_Goal of the exercise_
Rescale the data below by restating every line, including the requests, with each bounding-box coordinate in the answers multiplied by 0.45 and rounded to the nearest whole number, halves rounding up. Leave the requests and their format lines unchanged.

..............................

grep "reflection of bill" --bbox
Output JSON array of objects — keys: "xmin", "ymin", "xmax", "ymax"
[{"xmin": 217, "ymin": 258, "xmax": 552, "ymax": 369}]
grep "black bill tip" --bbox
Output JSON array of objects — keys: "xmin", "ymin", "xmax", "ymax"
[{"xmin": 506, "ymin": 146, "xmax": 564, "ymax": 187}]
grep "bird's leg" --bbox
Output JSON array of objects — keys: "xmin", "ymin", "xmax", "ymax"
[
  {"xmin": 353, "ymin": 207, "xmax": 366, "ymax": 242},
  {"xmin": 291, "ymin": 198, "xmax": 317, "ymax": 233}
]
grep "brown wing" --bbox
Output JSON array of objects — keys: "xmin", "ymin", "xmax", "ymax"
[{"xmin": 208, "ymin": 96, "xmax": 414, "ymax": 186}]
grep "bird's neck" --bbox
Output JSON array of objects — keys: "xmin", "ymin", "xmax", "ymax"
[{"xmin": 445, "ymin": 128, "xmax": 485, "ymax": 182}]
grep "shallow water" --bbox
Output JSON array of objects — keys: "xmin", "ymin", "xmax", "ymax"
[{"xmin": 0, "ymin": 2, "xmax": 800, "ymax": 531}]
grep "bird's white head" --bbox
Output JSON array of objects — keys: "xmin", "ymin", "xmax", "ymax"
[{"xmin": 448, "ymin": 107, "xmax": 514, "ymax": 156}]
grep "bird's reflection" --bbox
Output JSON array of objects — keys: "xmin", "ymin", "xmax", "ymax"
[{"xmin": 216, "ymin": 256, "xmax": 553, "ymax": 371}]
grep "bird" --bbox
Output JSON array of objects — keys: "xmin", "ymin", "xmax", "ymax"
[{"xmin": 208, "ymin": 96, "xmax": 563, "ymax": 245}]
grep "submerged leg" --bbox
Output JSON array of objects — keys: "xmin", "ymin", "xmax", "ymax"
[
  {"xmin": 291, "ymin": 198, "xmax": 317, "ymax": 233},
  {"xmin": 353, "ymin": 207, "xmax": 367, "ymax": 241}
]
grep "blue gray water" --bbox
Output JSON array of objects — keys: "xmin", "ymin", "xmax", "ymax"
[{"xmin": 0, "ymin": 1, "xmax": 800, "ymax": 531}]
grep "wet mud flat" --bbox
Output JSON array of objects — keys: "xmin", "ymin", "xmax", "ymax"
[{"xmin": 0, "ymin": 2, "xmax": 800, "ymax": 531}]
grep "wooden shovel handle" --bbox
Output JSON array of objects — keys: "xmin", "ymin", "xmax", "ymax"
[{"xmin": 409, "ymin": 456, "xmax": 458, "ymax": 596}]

..............................

_Task solution_
grep "reflection of bill" --bbox
Output JSON array of objects — keys: "xmin", "ymin", "xmax", "ymax"
[{"xmin": 98, "ymin": 116, "xmax": 248, "ymax": 166}]
grep "black bill tip" --bbox
Output JSON array of objects — keys: "xmin", "ymin", "xmax", "ymax"
[{"xmin": 228, "ymin": 66, "xmax": 254, "ymax": 84}]
grep "bird's leg" --bbox
Output JSON array of objects — keys: "xmin", "ymin", "xmax", "ymax"
[
  {"xmin": 159, "ymin": 93, "xmax": 165, "ymax": 109},
  {"xmin": 131, "ymin": 89, "xmax": 143, "ymax": 105}
]
grep "brown wing" --bbox
Output JSON array of objects — keys: "xmin", "ymin", "xmax", "ymax"
[{"xmin": 94, "ymin": 43, "xmax": 186, "ymax": 84}]
grep "bird's neck" --bbox
Output JSON array of objects — keys: "xmin", "ymin", "xmax", "ymax"
[{"xmin": 200, "ymin": 58, "xmax": 218, "ymax": 82}]
grep "shallow water" --bbox
Output JSON array of objects — keys: "xmin", "ymin", "xmax", "ymax"
[{"xmin": 0, "ymin": 1, "xmax": 360, "ymax": 239}]
grep "bird's white head" --bbox
Output JSON array of objects — keys: "xmin", "ymin", "xmax", "ymax"
[{"xmin": 202, "ymin": 48, "xmax": 231, "ymax": 70}]
grep "bird's reflection" --bbox
Output JSON array of objects — keys: "xmin", "ymin", "xmax", "ymax"
[{"xmin": 97, "ymin": 115, "xmax": 249, "ymax": 167}]
grep "bird" --bbox
Output JSON array of objects — keys: "xmin", "ymin", "xmax", "ymax"
[{"xmin": 94, "ymin": 43, "xmax": 253, "ymax": 110}]
grep "submerged leg" --bbox
Output JSON array of objects — keys: "xmin", "ymin", "xmax", "ymax"
[
  {"xmin": 131, "ymin": 89, "xmax": 143, "ymax": 105},
  {"xmin": 159, "ymin": 93, "xmax": 165, "ymax": 108}
]
grep "blue gray water" --bbox
Output JSON array of objects — keys: "xmin", "ymin", "xmax", "ymax"
[{"xmin": 0, "ymin": 0, "xmax": 360, "ymax": 239}]
grep "wet mud flat" --bbox
Output JSON array of objects — keys: "xmin", "ymin", "xmax", "ymax"
[{"xmin": 0, "ymin": 1, "xmax": 360, "ymax": 239}]
grep "wooden shovel handle" --bbox
Output JSON array of objects — keys: "xmin", "ymin", "xmax", "ymax"
[{"xmin": 184, "ymin": 205, "xmax": 206, "ymax": 268}]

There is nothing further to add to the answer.